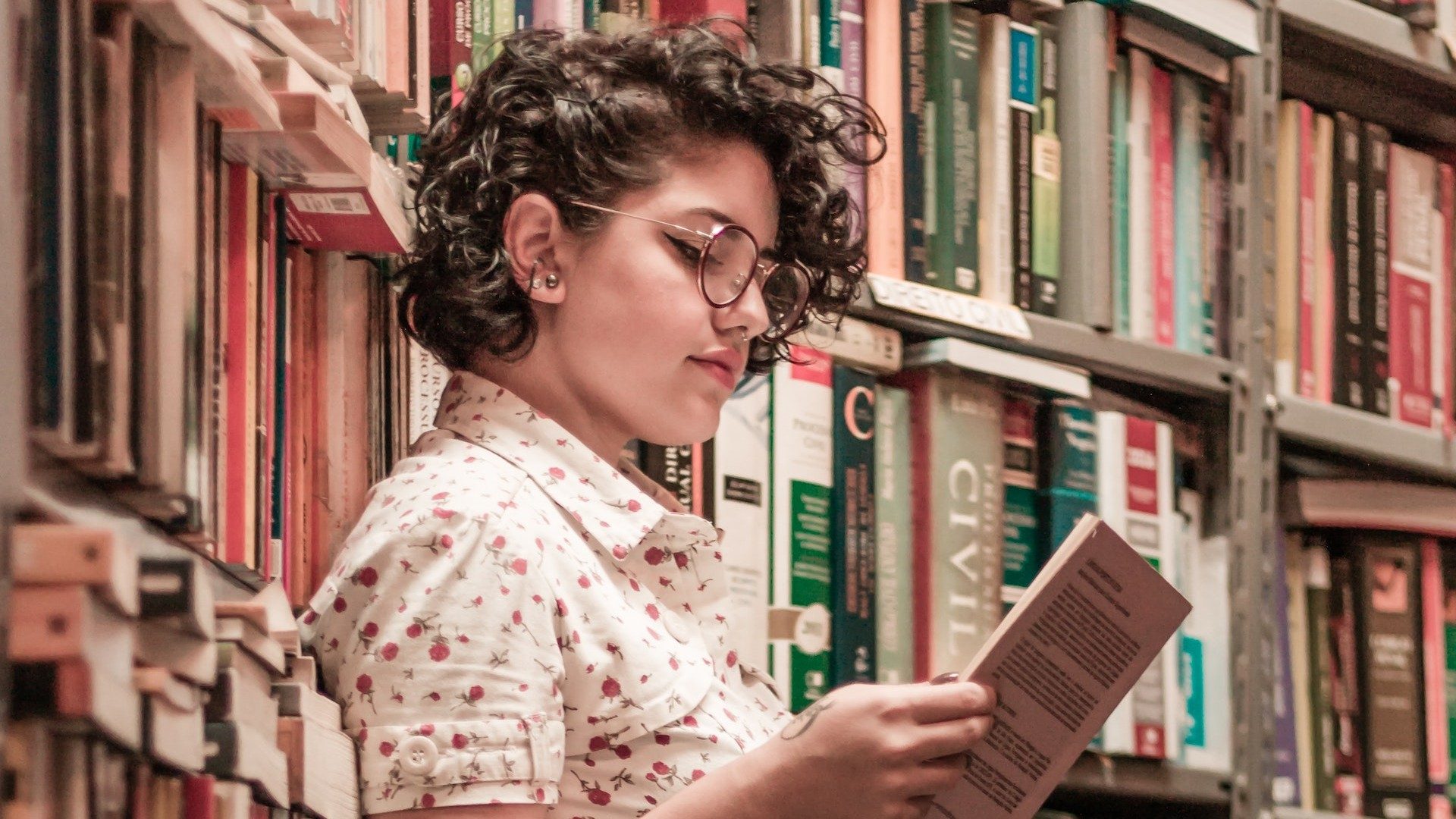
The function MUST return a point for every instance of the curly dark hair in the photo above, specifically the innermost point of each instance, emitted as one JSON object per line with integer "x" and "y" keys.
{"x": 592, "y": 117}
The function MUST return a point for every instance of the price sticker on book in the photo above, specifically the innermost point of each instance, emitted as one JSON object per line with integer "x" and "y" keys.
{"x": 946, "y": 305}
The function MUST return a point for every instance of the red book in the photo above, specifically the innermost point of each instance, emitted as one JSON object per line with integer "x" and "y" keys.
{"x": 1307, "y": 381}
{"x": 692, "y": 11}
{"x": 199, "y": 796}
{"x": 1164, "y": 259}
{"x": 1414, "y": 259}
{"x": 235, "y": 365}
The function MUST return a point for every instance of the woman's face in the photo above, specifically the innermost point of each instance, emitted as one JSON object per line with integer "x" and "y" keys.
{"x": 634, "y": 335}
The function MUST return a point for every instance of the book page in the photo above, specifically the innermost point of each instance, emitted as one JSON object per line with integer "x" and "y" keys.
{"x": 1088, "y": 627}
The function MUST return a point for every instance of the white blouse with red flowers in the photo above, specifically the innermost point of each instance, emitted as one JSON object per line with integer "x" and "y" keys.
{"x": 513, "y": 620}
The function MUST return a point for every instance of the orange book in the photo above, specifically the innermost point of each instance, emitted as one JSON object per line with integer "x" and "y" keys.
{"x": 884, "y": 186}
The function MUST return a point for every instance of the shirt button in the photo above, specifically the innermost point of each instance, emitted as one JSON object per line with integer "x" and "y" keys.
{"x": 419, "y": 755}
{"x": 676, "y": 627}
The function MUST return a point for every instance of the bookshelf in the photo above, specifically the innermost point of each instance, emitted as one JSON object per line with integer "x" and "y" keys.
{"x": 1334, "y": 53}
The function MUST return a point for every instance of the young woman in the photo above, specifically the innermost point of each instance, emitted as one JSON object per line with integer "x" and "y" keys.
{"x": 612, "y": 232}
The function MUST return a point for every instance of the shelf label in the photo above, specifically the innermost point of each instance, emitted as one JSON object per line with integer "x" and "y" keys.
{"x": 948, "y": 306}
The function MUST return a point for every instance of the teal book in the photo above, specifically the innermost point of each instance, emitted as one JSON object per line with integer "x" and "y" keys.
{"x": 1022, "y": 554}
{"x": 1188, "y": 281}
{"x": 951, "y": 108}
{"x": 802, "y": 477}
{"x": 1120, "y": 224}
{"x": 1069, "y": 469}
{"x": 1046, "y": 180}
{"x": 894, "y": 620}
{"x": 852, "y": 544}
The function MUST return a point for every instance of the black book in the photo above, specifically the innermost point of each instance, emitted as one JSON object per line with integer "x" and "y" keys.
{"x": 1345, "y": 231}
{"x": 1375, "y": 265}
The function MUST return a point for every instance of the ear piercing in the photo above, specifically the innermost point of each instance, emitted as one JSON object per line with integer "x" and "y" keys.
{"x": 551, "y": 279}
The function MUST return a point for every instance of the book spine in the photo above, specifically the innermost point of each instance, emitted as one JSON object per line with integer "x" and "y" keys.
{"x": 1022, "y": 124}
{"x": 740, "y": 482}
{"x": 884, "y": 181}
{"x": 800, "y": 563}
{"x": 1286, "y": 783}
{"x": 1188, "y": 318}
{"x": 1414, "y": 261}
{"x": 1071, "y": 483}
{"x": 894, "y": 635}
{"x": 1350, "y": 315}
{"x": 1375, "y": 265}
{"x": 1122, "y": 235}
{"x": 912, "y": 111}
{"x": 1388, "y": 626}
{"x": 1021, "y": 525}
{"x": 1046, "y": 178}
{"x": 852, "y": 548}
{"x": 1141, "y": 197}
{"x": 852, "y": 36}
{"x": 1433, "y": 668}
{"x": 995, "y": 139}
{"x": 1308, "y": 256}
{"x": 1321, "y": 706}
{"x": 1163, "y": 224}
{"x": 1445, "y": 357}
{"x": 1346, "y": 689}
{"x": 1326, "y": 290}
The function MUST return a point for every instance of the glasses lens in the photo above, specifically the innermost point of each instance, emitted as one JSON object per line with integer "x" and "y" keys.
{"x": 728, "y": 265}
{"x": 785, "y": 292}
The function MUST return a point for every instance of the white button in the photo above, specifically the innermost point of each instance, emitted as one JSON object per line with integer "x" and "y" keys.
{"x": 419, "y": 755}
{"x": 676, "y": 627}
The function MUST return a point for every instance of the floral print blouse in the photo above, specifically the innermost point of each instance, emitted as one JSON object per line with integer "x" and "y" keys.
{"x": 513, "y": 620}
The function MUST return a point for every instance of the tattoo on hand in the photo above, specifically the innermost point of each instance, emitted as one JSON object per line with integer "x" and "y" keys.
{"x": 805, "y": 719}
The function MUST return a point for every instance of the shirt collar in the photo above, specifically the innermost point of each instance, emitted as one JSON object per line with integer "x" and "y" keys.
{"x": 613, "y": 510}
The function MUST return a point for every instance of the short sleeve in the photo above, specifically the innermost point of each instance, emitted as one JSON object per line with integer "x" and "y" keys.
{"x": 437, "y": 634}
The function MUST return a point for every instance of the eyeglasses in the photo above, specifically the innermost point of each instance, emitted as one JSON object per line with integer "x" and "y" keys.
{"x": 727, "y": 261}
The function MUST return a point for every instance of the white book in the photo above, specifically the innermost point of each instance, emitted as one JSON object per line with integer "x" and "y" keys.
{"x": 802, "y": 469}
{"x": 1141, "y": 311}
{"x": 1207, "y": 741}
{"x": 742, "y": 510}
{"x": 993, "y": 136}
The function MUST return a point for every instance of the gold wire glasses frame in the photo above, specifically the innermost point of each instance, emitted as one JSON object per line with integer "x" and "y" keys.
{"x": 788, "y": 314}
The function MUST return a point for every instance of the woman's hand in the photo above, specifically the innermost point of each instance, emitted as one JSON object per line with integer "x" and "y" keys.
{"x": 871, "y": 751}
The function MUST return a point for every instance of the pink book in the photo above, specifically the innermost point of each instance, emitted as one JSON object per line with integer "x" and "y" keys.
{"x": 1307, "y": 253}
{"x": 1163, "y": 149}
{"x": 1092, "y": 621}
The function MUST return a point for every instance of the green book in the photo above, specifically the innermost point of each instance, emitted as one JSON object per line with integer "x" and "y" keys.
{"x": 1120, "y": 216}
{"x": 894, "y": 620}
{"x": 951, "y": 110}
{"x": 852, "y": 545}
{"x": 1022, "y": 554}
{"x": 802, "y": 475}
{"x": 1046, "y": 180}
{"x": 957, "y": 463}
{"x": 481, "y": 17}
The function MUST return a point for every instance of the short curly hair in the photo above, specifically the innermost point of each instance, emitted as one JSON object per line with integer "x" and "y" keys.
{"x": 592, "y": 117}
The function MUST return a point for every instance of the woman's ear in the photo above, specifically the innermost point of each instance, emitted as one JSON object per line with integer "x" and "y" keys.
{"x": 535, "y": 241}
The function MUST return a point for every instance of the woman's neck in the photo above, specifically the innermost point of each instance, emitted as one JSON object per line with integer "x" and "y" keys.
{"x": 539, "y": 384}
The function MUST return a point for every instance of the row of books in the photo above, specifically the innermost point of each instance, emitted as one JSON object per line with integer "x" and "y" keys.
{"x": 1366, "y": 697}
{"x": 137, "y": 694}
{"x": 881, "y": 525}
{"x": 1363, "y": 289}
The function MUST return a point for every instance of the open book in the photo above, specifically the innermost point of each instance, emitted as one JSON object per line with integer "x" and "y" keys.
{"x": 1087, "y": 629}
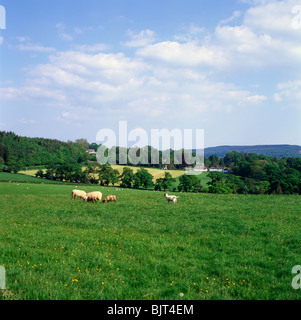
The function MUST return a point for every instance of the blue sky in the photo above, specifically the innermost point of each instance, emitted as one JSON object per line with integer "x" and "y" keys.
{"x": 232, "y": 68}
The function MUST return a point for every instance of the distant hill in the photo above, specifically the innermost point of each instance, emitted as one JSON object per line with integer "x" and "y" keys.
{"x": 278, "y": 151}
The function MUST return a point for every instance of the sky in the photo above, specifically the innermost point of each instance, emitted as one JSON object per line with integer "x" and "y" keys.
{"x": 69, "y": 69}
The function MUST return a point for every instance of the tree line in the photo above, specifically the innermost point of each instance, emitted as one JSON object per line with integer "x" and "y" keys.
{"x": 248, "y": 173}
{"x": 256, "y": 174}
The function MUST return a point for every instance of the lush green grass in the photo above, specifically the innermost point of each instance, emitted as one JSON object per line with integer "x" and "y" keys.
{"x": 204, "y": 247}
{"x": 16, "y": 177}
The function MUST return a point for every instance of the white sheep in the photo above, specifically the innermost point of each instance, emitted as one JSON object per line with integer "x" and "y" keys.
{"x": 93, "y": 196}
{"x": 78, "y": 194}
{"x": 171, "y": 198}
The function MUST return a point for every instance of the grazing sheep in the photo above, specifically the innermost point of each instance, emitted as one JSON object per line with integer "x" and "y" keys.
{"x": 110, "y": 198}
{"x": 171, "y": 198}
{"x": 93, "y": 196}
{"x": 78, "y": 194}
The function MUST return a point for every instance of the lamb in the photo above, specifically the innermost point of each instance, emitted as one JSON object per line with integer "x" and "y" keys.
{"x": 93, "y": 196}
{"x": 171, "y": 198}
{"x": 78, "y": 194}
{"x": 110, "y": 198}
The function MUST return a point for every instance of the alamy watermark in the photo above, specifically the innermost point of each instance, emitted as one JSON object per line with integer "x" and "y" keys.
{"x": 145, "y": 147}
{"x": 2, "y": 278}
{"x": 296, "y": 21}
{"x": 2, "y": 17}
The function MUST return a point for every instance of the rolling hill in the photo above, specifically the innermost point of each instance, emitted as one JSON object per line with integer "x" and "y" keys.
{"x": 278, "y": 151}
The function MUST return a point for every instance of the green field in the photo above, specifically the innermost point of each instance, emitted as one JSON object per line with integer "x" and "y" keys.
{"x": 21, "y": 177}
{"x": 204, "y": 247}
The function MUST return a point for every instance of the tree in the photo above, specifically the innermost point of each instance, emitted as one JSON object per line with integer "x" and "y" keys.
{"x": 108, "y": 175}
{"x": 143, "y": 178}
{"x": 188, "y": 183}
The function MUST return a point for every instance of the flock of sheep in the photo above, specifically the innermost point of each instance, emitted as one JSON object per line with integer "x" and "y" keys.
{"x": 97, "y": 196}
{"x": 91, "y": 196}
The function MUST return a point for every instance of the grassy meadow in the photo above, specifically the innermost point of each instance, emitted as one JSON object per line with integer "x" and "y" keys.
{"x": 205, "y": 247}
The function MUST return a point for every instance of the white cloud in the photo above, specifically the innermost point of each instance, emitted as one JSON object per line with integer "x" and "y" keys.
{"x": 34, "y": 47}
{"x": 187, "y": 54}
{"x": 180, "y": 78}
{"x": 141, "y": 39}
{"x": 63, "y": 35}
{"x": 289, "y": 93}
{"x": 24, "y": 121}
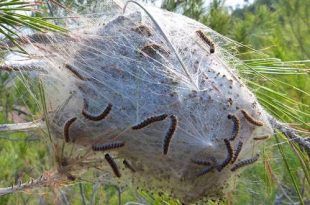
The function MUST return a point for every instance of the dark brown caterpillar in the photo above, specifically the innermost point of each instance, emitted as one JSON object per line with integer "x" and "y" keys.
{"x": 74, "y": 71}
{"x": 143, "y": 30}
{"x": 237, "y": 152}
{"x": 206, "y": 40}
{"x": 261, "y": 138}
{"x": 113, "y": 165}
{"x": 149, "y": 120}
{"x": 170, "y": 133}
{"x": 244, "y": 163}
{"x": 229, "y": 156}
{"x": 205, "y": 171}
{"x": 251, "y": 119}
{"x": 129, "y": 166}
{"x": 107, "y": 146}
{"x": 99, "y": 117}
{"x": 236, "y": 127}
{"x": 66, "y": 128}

**Requirements**
Print the lines from the one that contains "the tree in" through the last line of the data, exactly and in full, and no other lines. Pictures are not part of the copy.

**Answer below**
The function MUST return a point for every instance of the tree in the photo above, specifically the innermost point of each instance, emitted as one JSON object per line with integer "x" and "y" keys.
{"x": 108, "y": 175}
{"x": 143, "y": 178}
{"x": 188, "y": 183}
The function MUST return a point for every instance of the flock of sheep in the photo above, specifically the innermost point of each instance, emitted as one JSON object per line with integer "x" and "y" keys.
{"x": 97, "y": 196}
{"x": 91, "y": 196}
The function MUST return a point for every instance of the grassy meadow in the photo above, specifically the innermost point of each instance, emitted as one JSON object per line with integer "x" and "y" keys.
{"x": 205, "y": 247}
The function MUST return a point for every instance of the white cloud in the photo above, specifically the innermost point of each instance, emitted as one JSON object per line with integer "x" and "y" keys.
{"x": 34, "y": 47}
{"x": 187, "y": 54}
{"x": 180, "y": 78}
{"x": 141, "y": 39}
{"x": 63, "y": 35}
{"x": 289, "y": 93}
{"x": 24, "y": 121}
The function MUST return a point for every instance of the dark brown caterpillar in the photo above, specifically the innermost point of each instance, emitted as one JSON object per line with integer "x" and "y" keys.
{"x": 74, "y": 71}
{"x": 143, "y": 30}
{"x": 237, "y": 152}
{"x": 206, "y": 40}
{"x": 261, "y": 138}
{"x": 113, "y": 165}
{"x": 149, "y": 120}
{"x": 170, "y": 133}
{"x": 244, "y": 163}
{"x": 229, "y": 156}
{"x": 205, "y": 171}
{"x": 251, "y": 119}
{"x": 129, "y": 166}
{"x": 107, "y": 146}
{"x": 99, "y": 117}
{"x": 236, "y": 127}
{"x": 66, "y": 128}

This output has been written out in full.